▸ **Required action**
From the trial article below, copy the passage starting at "Security cameras and" and ending at "and muddy shoes.", swapping "detectives" for "officers".

▸ **Passage provided**
..............................

Prosecutors said Short was present at both killings and for a previous effort that month to shoot Johnson.
On the day Neelon was killed, Aug. 6, 2015, Pope, Short and Harlan were targeting Johnson, said prosecutor Sean Lavery. They started a fire at the back door of Neelon’s home, 2021 Pinkney St. Neelon pulled her 4-year-old daughter away from the door and went to douse the flames. She was shot seven times by at least two .45 caliber guns.
Near Neelon’s home, police found a merchandise tag with a fingerprint matching Short’s, analysts testified. A black glove and Garmin watch were found near the home, and Short’s DNA could not be excluded from those items.
“Is it just coincidence that Marcus Short’s DNA shows up at the scene?” Lavery said.
However, Public Defender Tom Riley noted the high statistical probability of the DNA matching other people. The odds that the DNA on the glove belonged to anyone other than Short was 1 in 5, meaning at least a few people in the jury could be contributors, Riley argued. For the watch, the odds were 1 in 7.
Usually the odds can be in the octillions — 27 zeros — said Riley, which make the DNA evidence more exact of a match.
“That is insignificant,” Riley said. “And once again, shows the desperation (of) the state.”
Riley took issue with the only witness who identified Short near the scene, saying the witness is a “serial liar” who wanted to get a benefit on felonies he faces in exchange for information.
“He has a history of telling police that he witnessed homicides to trade for favorable treatment,” Riley said. “I’m honestly surprised that the state is putting so many of their eggs in (his) basket. His testimony is total BS.”
Lavery told the jury that they don’t have to believe that witness, but other evidence corroborates the witness’ testimony.
“No single witness is going to come forward and say, ‘I saw Marcus Short shoot Deprecia Neelon,’ or ‘I saw Marcus Short shoot Garrion Johnson,’ ” Lavery said. “That evidence just isn’t afforded. The case relies largely on circumstantial evidence.”
Two days after Neelon was killed, on Aug. 8, 2015, Johnson was shot seven times with a .357 revolver outside his home at 5431 Fontenelle Blvd.
Security cameras and witnesses placed a white Chevrolet Monte Carlo with in-transit stickers at the scene. Four hours later, based on tips, detectives found a Monte Carlo with in-transit stickers at Short’s house. Inside the house, they found a .45 Glock, a .357 Smith & Wesson and other evidence, including two black hoodies and muddy shoes.
Prosecutors said the Glock was used in the Neelon homicide and the Smith & Wesson during the Johnson shooting.
Witnesses described men wearing black hoodies, one with a red “N” on the front. Forensic investigators found a shoe print in the mud outside Johnson’s home, where the block was torn up because of sewer repairs.
Lavery said Riley can argue that there are many black clothing items and several white Monte Carlos in the city.
“But how many white Monte Carlos have in-transits? How many white Monte Carlos are found at the same houses as murder weapons and clothing that match the descriptions of the shooters?”

..............................

▸ **Data excerpts**
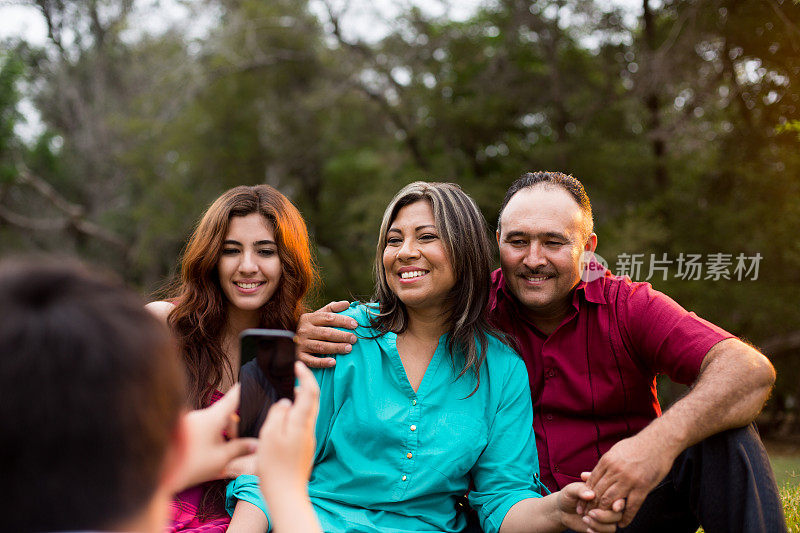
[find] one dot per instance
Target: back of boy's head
(90, 394)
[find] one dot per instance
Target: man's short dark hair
(90, 394)
(552, 179)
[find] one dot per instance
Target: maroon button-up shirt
(593, 379)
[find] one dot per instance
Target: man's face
(541, 239)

..............................

▸ **Expected answer**
Security cameras and witnesses placed a white Chevrolet Monte Carlo with in-transit stickers at the scene. Four hours later, based on tips, officers found a Monte Carlo with in-transit stickers at Short’s house. Inside the house, they found a .45 Glock, a .357 Smith & Wesson and other evidence, including two black hoodies and muddy shoes.